**WRITTEN EXERCISE 1:**
List every film named in the "Most Benign Disappointment" section of the post about 2024's disappointing movies.
**WRITTEN EXERCISE 2:**
Pick up the post about 2024's disappointing movies after its last sentence and keep writing it in the same voice.

• Sun. Feb 9th, 2025

Movie Curiosities

The online diary of an aspiring movie nerd

As a general rule, I try my best not to make this a “Worst of” list. I sincerely try not to dignify movies that stand no chance at all of being good. That simply wasn’t feasible this year.

To be sure, there were a lot of notorious stinkers that I didn’t bother with in 2024. Poolman, Miller’s Girl, Reagan, The Mouse Trap, Not Another Church Movie, Harold and the Purple Crayon, the Rebel Moon sequel and the director’s cut of the first movie, Imaginary, Night Swim, Tarot, Unfrosted, Kraven the Hunter, these and other movies were so obviously putrid that they never stood any chance at being good.

But this year, in the absence of any other movies to release in the fallout of the AMPAS holdouts, there were simply too many bad movies with too much money thrown at them. Bad movies with a pedigree of talent. Bad movies with ideally-placed release windows. Hell, I even saw a few bad movies that came highly recommended by people I like and respect.

As with every year, this is a list about wasted potential. Gods above, what a year of wasted potential this was. For clarity, I have three different classes of cinematic disappointment.

  • Benign Disappointments: This one simply comes down to a difference of opinion. A lot of other people like the film for perfectly valid reasons, but it didn’t work for me.
  • Stupid Disappointments: The most common variety. There was effort here, everyone involved clearly did the best they could, but the end result fell short for whatever reason.
  • Malicious Disappointments: The filmmakers had every opportunity to change course and avoid the glaringly obvious mistakes right ahead of them, but they charged ahead anyway. These are the films that failed on purpose. And we got a bumper crop of them in 2024.

Most Benign Disappointment

This is always my least favorite category every year. Here we have the movies that everybody else loved for perfectly valid reasons, but simply didn’t work for me. Babes, for instance, really only works if you can tolerate Ilana Glazer’s style of comedy.

Babygirl seemed to get a pretty good critical response, but I couldn’t see the chemistry between the two romantic leads. A Complete Unknown works great for anyone who wants a boilerplate musical awards-bait biopic, but excuse me if I expected something more. Likewise, everybody freaking loved Kill when it came out, but I didn’t see anything new in that movie. And I find it rather vindicating that nobody’s talking about that movie anymore.

But then we have I Saw the TV Glow. I know this movie has a strong fan following and there are a great many arguments that this is a clever trans allegory, but I’m not seeing it. More to the point, the movie is so deliberately opaque and impenetrably abstract, any reasonably intelligent filmgoer could probably interpret the film to mean literally anything. Sorry, but I have a harder time respecting the groundbreaking thematic depth of a movie if it feels like I’m the one doing all the mental gymnastics to try and make the film say what I want it to say.

**DATA EXTRACT:**
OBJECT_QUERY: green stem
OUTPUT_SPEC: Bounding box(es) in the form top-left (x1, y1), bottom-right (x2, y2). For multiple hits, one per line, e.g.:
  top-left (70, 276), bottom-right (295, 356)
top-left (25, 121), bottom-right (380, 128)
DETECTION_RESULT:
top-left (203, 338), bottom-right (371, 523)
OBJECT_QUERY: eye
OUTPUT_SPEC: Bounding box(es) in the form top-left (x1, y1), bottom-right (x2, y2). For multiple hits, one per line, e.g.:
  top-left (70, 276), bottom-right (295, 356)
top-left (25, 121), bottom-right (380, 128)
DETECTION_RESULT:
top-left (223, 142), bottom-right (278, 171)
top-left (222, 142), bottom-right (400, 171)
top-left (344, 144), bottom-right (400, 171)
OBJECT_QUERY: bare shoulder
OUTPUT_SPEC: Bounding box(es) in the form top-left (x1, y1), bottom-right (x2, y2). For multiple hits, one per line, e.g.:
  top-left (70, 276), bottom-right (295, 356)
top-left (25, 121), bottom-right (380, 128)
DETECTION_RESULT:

**OUTPUT 1:**
Babes, Babygirl, A Complete Unknown, Kill, I Saw the TV Glow

**OUTPUT 2:**
Most Disappointing Sequel

No shortage of candidates here. Ghostbusters: Frozen Empire blundered into the classic Iron Man 2 trap, placing a greater emphasis on long-term worldbuilding at the cost of short-term coherent storytelling. Kung Fu Panda 4 had the opposite problem, telling a passable story at the risk of jeopardizing the long-term future of the franchise and retroactively tainting the previous trilogy.

Venom: The Last Dance contradicted its own logic at every turn, inexplicably trying to cap the trilogy while keeping the greater franchise going. Likewise, Alien: Romulus tried to bring the franchise back to its roots and shed the unnecessary bullshit of the Prometheus era, right up until it brought in the Prometheus-era bullshit for a critical plot point. Say what you will about MaXXXine, but at least that movie only failed to live up to its prequels without actively contradicting itself in the process.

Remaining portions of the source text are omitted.